_Set exercise_.
List every line in the items below that contains the word "standing".

_The data_.
——————
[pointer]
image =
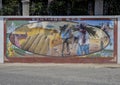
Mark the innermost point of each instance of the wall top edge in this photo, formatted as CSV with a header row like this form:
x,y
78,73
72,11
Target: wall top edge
x,y
59,16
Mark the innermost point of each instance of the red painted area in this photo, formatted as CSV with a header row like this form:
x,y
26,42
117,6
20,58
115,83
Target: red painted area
x,y
60,60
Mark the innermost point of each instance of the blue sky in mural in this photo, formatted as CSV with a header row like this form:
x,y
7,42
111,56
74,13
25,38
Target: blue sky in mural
x,y
97,22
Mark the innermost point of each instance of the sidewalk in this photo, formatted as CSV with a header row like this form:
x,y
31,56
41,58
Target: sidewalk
x,y
61,65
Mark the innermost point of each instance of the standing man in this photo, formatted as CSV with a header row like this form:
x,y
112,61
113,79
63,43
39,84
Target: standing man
x,y
65,33
83,42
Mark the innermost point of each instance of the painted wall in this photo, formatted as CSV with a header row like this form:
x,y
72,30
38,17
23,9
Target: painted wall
x,y
118,41
1,41
42,37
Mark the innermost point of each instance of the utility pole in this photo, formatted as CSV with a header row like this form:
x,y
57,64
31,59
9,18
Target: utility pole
x,y
25,7
1,7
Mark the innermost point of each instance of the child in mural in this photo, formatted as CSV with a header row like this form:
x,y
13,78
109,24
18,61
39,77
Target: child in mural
x,y
65,32
83,42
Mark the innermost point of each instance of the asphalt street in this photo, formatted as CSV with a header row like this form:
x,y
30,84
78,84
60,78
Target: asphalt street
x,y
59,74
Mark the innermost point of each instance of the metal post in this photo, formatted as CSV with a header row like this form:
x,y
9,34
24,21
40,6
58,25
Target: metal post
x,y
25,7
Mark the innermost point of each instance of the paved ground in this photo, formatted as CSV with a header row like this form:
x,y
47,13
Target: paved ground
x,y
59,74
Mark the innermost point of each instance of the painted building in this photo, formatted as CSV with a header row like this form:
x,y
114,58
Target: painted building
x,y
75,7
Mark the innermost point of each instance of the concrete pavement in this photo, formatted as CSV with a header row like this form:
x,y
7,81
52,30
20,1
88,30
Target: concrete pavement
x,y
59,74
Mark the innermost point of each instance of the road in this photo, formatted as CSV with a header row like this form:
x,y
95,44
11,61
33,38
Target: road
x,y
59,74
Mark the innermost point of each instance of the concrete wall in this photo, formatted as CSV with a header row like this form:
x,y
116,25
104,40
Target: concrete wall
x,y
1,41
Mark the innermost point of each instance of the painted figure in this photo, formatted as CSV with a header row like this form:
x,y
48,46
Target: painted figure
x,y
65,33
83,42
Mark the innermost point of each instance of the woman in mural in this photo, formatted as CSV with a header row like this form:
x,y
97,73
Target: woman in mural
x,y
51,42
83,42
65,32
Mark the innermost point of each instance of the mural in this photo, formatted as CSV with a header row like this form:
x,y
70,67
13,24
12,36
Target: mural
x,y
62,38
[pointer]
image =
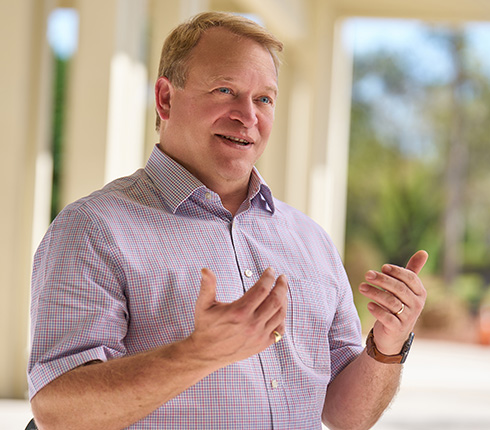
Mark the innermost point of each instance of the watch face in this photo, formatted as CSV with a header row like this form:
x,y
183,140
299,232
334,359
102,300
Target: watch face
x,y
406,347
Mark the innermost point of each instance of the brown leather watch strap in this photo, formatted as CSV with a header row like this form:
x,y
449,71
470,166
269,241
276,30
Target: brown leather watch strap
x,y
399,358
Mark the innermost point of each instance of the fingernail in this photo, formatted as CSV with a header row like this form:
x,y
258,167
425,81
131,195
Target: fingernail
x,y
387,268
371,275
270,270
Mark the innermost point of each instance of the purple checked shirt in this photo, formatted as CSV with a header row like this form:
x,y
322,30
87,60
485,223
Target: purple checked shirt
x,y
118,272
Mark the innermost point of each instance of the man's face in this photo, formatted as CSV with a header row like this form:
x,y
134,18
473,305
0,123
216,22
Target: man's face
x,y
219,124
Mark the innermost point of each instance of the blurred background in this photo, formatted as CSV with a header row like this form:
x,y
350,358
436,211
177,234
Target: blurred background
x,y
382,136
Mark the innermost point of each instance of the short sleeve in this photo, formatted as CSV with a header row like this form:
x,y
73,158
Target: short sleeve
x,y
78,307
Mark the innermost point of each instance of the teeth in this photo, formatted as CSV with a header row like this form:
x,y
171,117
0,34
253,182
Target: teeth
x,y
236,139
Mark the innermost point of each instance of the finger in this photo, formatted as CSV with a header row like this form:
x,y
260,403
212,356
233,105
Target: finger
x,y
409,280
385,299
417,261
207,293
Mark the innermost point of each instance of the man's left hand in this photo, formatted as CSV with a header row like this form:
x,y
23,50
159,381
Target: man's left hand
x,y
398,299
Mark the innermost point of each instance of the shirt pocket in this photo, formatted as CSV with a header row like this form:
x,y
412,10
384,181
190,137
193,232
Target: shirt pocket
x,y
310,316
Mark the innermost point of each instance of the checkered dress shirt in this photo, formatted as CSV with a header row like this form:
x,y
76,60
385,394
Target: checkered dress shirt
x,y
118,272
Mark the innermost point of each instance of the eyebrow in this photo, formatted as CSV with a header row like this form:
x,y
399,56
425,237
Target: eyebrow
x,y
219,78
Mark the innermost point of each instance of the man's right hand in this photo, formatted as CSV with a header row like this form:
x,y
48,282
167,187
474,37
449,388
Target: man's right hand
x,y
229,332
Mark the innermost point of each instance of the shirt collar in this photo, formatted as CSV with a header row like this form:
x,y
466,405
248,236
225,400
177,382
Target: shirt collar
x,y
177,184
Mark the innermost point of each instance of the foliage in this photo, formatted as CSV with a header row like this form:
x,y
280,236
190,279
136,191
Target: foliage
x,y
419,155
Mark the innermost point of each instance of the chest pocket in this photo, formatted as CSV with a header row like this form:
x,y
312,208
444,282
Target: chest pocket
x,y
310,315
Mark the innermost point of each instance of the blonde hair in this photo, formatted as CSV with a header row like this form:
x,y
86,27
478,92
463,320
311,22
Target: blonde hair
x,y
180,42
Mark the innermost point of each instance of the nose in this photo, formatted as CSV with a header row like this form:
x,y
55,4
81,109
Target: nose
x,y
244,111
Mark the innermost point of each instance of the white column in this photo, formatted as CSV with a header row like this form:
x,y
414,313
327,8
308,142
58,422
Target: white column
x,y
105,124
328,197
25,173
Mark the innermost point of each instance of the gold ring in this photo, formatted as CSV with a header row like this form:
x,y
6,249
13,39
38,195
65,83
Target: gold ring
x,y
277,336
401,310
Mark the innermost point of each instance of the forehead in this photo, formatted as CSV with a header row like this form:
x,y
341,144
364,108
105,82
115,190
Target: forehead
x,y
223,54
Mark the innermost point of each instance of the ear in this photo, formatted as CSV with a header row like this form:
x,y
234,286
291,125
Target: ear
x,y
163,92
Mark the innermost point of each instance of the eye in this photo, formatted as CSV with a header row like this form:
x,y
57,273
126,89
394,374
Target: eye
x,y
266,100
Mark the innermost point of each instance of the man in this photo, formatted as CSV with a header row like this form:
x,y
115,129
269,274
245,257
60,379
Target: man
x,y
186,297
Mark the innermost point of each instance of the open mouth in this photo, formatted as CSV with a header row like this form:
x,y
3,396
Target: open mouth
x,y
237,140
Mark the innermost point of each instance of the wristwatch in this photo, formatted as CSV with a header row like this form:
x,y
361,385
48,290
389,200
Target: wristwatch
x,y
400,358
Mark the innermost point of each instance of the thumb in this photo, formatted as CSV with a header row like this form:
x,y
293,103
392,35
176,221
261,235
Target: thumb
x,y
417,261
207,293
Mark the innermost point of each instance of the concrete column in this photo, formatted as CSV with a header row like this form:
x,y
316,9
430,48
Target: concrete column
x,y
105,118
329,164
25,173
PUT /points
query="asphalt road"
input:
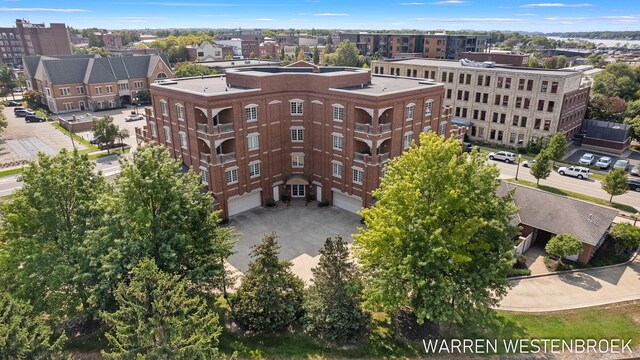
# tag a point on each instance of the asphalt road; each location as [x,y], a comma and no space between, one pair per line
[589,187]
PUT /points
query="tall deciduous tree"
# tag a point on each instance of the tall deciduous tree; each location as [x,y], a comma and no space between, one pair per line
[24,334]
[615,183]
[438,239]
[541,168]
[270,296]
[347,54]
[158,319]
[44,226]
[158,211]
[563,245]
[333,303]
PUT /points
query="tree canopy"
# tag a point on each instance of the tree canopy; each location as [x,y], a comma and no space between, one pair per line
[438,239]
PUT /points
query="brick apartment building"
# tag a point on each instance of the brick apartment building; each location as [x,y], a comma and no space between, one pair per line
[259,133]
[439,46]
[90,82]
[32,39]
[507,105]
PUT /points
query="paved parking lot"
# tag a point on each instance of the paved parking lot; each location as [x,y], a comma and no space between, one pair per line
[302,230]
[22,140]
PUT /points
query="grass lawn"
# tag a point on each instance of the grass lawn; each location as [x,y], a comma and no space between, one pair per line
[575,195]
——————
_Solution_.
Mark the innermost point of each instance of the standing man in this photo, formatted as CSV with a header row like this form:
Target: standing man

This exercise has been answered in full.